Task a:
Translate this sentence from the Lagom and Kafka thread into Spanish: "I am trying to figure out how Lagom can be used to consume data from external systems communicating over Kafka."

━━━━━ Excerpt to read

Lagom service consuming input from Kafka


(Ivan Oreskovic) #1

I am trying to figure out how Lagom can be used to consume data from external systems communicating over Kafka.

I’ve ran into this section of Lagom documentation, which describes how Lagom service can communicate with another Lagom service by subscribing to its topic.

helloService
  .greetingsTopic()
  .subscribe // <-- you get back a Subscriber instance
  .atLeastOnce(
  Flow.fromFunction(doSomethingWithTheMessage)
)

However, what is the appropriate configuration when you want to subscribe to a Kafka topic that contains events produced by some random, external system?

Is some sort of adapter needed for this functionality?
To clarify, I have this at the moment:

object Aggregator {
  val TOPIC_NAME = "my-aggregation"
}

trait Aggregator extends Service {
  def aggregate(correlationId: String): ServiceCall[Data, Done]

  def aggregationTopic(): Topic[DataRecorded]

  override final def descriptor: Descriptor = {
    import Service._

    named("aggregator")
      .withCalls(
        pathCall("/api/aggregate/:correlationId", aggregate _)

━━━━━━━━━━

Task b:
Write out the records word for word, starting at the line that contains "Point out the ceiling in this photo." and ending at the last line of the records, with both ends included.

━━━━━ Data extract

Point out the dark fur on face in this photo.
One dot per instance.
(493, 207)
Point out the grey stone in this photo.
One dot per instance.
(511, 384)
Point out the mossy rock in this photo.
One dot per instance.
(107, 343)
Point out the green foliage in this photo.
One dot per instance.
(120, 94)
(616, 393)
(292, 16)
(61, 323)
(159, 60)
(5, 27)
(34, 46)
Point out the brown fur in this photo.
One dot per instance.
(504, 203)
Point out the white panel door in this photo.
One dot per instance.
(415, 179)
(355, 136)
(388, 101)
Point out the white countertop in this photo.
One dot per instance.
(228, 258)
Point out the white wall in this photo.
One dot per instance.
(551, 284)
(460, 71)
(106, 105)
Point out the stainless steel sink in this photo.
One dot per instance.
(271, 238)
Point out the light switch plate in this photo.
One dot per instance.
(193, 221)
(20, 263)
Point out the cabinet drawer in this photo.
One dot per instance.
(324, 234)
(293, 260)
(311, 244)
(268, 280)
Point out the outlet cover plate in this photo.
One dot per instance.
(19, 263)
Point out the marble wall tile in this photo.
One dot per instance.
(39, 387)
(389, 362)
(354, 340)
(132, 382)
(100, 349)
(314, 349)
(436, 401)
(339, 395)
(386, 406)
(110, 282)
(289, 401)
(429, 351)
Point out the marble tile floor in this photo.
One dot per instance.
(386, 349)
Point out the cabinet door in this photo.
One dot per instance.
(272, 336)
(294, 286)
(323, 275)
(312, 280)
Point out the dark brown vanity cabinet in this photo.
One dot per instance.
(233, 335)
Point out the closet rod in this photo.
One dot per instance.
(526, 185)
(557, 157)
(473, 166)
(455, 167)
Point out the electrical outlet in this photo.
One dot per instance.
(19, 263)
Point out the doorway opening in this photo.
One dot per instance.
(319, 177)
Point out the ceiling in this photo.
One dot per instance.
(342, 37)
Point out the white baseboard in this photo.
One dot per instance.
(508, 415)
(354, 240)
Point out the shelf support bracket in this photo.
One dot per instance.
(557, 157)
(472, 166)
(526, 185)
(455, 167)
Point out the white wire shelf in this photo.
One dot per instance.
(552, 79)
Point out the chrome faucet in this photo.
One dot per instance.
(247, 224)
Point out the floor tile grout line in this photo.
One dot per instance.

━━━━━━━━━━

Written response a:
Estoy intentando averiguar cómo se puede usar Lagom para consumir datos de sistemas externos que se comunican a través de Kafka.

Written response b:
Point out the ceiling in this photo.
One dot per instance.
(342, 37)
Point out the white baseboard in this photo.
One dot per instance.
(508, 415)
(354, 240)
Point out the shelf support bracket in this photo.
One dot per instance.
(557, 157)
(472, 166)
(526, 185)
(455, 167)
Point out the white wire shelf in this photo.
One dot per instance.
(552, 79)
Point out the chrome faucet in this photo.
One dot per instance.
(247, 224)
Point out the floor tile grout line in this photo.
One dot per instance.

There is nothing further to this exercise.